Dans le cadre de ses voyages, Prokoudine-Gorski a reçu une commission du ministère des Transports pour photographier le long du canal Mariinsky, dans le nord-ouest de la Russie, en juin et juillet 1909. Cette voie navigable, qui reliait Saint-Pétersbourg au bassin de la Volga, a été créée par Pierre le Grand puis développée pendant le règne de l’empereur Paul Ier (1796-1801), qui l’a nommée d’après son épouse, l’impératrice Maria Feodorovna.
La partie supérieure du système s’étendait depuis la Neva à Saint-Pétersbourg jusqu’au lac Ladoga, puis via la rivière Svir dans la partie sud du lac Onega. Pidma, un village du XVIe siècle, situé près du centre de la rivière Svir, a attiré l’attention de Prokoudine-Gorski avec sa remarquable église de la Transfiguration en bois, une grande structure octogonale construite dans les années 1690. Elle sera détruite par le feu en avril 1942.
Le musée de Semionkovo
Heureusement, Prokoudine-Gorski a pris plusieurs photos du village, qui comprenaient l’église de la Transfiguration. L’un des clichés est particulièrement intéressant et montre un ensemble de maisons en bois et de granges dont les formes étaient très répandues dans le Nord de la Russie. C’est évident, si l’on compare son point de vue et mes photographies des maisons en bois qui ont été amenées à l’exposition du musée d’extérieur de Semionkovo, au nord-ouest de la ville septentrionale de Vologda. Comme d’autres musées de plein air, comme Malyé Korely, Semionkovo a été fondé afin d’offrir un aperçu tangible des traditions culturelles régionales.
La grande particularité du parc de Semionkovo est l’église Saint-Georges, érigée à la base au début du XVIIIe siècle au village de Totsky, dans la région de Tarnoga, au nord-est de Vologda. Bien que les plans de sa préservation et les mesures précises aient été conduits au début des années 1980, les retards ont mené à une dégradation progressive de la structure, à tel point que la version actuelle à Semionkovo est une reproduction exacte avec quelques détails originaux.
La forme de l’église de Saint-Georges est une expression dramatique du vertical, que l’on retrouve souvent dans le Nord russe. La base est une simple structure cubique avec un porche élevé et une abside pour l’autel au côté est. Dans ce cas, l’abside est divisée en deux, avec l’autel nord dédié à saint Georges et celui au sud consacré aux saints Boris et Gleb.

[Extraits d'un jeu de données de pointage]
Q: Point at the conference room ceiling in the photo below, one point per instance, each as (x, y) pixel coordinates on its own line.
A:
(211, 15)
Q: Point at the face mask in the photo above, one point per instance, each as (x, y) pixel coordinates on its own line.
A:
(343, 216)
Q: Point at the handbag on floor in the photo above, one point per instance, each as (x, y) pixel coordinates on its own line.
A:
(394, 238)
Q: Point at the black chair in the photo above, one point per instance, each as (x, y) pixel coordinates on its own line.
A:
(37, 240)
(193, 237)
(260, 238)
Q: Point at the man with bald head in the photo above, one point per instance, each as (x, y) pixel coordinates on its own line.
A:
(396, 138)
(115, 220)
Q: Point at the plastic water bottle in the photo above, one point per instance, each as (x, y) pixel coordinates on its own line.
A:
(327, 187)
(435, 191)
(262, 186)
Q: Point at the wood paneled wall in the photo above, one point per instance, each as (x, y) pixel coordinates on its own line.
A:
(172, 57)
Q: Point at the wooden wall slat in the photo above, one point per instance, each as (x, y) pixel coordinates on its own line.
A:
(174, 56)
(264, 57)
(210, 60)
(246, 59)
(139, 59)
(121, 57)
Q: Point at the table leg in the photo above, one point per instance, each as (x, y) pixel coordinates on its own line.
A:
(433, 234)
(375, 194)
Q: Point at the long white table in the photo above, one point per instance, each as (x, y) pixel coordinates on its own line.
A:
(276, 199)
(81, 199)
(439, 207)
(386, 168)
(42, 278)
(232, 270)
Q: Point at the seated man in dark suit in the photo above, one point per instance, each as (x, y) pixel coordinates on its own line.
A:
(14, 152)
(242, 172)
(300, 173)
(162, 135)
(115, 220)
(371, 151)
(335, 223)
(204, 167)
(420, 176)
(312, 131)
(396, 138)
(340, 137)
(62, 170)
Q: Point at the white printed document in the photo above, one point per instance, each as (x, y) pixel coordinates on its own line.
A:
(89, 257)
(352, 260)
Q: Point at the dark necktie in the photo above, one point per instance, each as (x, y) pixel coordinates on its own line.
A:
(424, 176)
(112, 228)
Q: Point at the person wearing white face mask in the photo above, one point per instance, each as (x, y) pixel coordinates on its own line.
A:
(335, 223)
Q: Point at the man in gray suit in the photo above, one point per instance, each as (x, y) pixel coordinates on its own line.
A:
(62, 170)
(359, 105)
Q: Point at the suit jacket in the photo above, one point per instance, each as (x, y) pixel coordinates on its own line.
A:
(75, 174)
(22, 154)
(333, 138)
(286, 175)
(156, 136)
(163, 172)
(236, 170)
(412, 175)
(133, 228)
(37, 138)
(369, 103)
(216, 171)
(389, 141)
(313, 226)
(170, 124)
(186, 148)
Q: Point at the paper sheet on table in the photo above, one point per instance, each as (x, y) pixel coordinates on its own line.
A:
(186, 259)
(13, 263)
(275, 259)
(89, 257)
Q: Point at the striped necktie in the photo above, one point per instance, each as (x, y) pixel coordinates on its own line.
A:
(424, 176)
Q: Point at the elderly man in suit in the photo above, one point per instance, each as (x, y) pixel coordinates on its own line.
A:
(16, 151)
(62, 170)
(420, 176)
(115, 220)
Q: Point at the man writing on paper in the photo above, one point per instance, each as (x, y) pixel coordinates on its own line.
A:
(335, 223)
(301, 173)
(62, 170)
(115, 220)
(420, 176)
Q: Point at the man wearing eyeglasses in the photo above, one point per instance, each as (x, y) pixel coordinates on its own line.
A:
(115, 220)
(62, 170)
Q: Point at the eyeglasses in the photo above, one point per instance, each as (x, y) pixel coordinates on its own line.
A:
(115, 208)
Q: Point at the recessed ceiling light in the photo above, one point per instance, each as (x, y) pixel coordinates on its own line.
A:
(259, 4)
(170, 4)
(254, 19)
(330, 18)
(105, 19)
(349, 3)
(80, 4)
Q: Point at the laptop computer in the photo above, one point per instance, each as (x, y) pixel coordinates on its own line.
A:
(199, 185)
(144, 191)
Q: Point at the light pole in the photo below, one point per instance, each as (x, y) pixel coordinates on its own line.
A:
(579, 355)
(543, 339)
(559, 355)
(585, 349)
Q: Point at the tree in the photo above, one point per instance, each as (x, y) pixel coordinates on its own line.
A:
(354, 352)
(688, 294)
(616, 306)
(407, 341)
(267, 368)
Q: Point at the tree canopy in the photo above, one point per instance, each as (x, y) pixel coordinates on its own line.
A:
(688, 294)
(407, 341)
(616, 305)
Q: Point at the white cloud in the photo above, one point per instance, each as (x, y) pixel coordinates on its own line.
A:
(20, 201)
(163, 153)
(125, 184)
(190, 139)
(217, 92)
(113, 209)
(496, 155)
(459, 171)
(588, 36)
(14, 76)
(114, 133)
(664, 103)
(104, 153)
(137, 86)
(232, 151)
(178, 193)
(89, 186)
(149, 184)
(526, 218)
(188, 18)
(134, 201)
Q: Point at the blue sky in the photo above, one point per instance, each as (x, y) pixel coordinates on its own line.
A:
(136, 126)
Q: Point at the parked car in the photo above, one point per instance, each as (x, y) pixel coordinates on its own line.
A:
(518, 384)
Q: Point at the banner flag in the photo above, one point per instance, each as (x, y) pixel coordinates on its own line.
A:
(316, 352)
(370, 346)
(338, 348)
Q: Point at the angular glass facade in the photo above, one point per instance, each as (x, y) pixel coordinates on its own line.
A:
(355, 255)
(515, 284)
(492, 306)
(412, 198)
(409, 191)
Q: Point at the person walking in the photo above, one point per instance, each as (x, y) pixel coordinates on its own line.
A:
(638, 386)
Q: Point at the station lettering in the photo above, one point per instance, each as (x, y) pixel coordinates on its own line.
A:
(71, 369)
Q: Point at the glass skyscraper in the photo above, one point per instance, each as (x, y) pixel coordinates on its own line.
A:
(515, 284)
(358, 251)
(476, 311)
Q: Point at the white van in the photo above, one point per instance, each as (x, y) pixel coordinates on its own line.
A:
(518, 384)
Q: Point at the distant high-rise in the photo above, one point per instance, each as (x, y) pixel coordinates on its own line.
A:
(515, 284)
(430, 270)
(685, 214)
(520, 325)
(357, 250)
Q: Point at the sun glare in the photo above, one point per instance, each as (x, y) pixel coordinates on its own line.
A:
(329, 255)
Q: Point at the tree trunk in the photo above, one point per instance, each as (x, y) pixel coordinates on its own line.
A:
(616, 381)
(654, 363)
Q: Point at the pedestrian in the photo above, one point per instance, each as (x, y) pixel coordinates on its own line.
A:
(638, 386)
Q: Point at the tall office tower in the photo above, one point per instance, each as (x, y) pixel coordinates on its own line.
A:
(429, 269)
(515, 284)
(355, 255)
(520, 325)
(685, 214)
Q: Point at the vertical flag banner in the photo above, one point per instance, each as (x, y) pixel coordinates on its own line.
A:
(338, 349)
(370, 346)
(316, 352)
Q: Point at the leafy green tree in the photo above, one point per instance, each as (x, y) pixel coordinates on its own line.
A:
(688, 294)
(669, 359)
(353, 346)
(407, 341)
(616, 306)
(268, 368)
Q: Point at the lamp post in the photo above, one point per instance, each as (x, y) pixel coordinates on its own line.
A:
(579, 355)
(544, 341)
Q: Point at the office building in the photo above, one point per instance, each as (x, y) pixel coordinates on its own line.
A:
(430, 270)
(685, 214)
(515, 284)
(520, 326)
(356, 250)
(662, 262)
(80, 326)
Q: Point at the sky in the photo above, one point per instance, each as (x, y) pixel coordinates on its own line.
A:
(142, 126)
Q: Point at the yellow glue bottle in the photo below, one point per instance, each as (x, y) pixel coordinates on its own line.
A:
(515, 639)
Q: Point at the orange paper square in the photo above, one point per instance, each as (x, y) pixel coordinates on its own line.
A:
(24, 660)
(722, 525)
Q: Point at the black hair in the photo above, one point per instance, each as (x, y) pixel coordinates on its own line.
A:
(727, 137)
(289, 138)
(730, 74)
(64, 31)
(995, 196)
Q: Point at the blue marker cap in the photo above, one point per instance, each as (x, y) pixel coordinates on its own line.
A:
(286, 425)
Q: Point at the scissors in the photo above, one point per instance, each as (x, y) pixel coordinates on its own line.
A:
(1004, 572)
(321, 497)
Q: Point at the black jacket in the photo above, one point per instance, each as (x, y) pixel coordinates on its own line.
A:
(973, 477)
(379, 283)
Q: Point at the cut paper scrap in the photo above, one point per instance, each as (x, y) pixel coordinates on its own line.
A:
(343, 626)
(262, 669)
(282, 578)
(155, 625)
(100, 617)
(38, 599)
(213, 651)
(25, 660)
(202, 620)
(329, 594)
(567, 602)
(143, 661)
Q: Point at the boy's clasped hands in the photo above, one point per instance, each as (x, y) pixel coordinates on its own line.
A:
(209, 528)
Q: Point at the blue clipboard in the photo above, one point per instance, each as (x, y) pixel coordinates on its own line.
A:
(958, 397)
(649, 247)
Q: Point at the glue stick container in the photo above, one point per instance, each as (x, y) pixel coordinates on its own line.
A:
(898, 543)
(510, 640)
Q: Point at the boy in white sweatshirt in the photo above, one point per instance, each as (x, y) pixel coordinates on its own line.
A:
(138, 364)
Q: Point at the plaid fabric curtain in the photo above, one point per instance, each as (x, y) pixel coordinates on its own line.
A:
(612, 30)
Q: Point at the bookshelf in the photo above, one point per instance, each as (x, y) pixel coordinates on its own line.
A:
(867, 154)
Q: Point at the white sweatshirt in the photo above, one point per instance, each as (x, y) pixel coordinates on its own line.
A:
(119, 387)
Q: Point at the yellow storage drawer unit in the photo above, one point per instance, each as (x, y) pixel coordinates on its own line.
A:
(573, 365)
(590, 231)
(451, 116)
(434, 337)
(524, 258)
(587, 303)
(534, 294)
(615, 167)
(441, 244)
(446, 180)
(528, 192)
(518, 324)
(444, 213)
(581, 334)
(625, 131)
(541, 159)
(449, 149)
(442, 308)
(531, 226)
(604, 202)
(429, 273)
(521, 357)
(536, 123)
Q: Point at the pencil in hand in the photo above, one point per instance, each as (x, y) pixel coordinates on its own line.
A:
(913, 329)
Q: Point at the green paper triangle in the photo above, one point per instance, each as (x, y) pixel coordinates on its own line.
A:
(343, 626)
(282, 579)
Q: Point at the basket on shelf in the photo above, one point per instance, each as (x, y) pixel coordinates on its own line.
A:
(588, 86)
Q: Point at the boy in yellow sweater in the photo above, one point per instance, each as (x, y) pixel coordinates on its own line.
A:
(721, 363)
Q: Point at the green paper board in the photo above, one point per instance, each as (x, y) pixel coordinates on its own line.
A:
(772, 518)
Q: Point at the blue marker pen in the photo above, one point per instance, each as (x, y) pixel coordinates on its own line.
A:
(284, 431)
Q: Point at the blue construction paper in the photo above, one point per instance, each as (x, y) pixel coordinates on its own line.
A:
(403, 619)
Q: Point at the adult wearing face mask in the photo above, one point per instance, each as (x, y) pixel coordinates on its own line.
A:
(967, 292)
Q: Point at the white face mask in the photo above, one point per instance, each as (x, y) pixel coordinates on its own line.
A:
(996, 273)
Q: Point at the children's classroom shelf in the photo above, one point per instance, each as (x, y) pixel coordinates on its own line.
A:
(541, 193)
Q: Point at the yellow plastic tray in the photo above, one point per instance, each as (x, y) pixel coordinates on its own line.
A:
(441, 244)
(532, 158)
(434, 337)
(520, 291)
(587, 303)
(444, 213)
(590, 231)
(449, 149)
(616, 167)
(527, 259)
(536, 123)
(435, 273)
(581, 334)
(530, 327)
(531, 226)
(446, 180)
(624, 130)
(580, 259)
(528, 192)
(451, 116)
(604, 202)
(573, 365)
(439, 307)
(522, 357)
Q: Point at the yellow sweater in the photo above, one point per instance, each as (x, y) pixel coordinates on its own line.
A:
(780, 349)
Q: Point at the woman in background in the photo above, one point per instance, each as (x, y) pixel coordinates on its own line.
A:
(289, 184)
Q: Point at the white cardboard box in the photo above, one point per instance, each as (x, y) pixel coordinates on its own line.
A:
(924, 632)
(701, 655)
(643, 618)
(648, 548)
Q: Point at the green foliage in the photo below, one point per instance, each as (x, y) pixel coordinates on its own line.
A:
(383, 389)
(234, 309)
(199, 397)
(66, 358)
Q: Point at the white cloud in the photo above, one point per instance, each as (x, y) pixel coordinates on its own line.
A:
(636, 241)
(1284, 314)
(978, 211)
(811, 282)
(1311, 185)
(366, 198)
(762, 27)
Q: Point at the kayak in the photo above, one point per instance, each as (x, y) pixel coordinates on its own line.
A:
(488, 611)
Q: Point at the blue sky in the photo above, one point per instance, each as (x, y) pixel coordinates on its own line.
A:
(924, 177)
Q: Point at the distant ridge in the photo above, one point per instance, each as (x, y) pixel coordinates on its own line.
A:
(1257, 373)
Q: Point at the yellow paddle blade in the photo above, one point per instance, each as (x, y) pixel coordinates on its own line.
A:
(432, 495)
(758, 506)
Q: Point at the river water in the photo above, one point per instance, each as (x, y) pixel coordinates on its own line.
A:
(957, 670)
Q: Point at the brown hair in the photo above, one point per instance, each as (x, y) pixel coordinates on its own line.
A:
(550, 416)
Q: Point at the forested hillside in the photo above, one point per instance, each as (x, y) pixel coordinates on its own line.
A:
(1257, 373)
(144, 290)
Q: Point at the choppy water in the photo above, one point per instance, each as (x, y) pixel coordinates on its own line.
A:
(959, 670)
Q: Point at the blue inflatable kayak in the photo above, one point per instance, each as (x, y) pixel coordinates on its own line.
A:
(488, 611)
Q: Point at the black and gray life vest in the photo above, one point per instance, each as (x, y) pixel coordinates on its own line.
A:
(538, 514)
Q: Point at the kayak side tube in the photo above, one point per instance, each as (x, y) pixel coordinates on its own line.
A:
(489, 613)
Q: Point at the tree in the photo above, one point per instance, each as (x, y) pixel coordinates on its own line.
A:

EXERCICES —
• A. Recopiez le passage de l'extrait cité allant de « Dans le cadre » jusqu'à « en avril 1942. ».
• B. Dans les enregistrements, reprenez le passage qui va de la ligne contenant « Q: Point at the choppy » jusqu'à la fin, en remplaçant « life vest » par « life jacket » et en laissant tout le reste inchangé.
L'extrait cité et les enregistrements n'ont aucun rapport entre eux.

CORRIGÉS DÉTAILLÉS —
• A.
Dans le cadre de ses voyages, Prokoudine-Gorski a reçu une commission du ministère des Transports pour photographier le long du canal Mariinsky, dans le nord-ouest de la Russie, en juin et juillet 1909. Cette voie navigable, qui reliait Saint-Pétersbourg au bassin de la Volga, a été créée par Pierre le Grand puis développée pendant le règne de l’empereur Paul Ier (1796-1801), qui l’a nommée d’après son épouse, l’impératrice Maria Feodorovna.
La partie supérieure du système s’étendait depuis la Neva à Saint-Pétersbourg jusqu’au lac Ladoga, puis via la rivière Svir dans la partie sud du lac Onega. Pidma, un village du XVIe siècle, situé près du centre de la rivière Svir, a attiré l’attention de Prokoudine-Gorski avec sa remarquable église de la Transfiguration en bois, une grande structure octogonale construite dans les années 1690. Elle sera détruite par le feu en avril 1942.

• B.
Q: Point at the choppy water in the photo above, one point per instance, each as (x, y) pixel coordinates on its own line.
A:
(959, 670)
Q: Point at the blue inflatable kayak in the photo above, one point per instance, each as (x, y) pixel coordinates on its own line.
A:
(488, 611)
Q: Point at the black and gray life jacket in the photo above, one point per instance, each as (x, y) pixel coordinates on its own line.
A:
(538, 514)
Q: Point at the kayak side tube in the photo above, one point per instance, each as (x, y) pixel coordinates on its own line.
A:
(489, 613)
Q: Point at the tree in the photo above, one point per instance, each as (x, y) pixel coordinates on its own line.
A:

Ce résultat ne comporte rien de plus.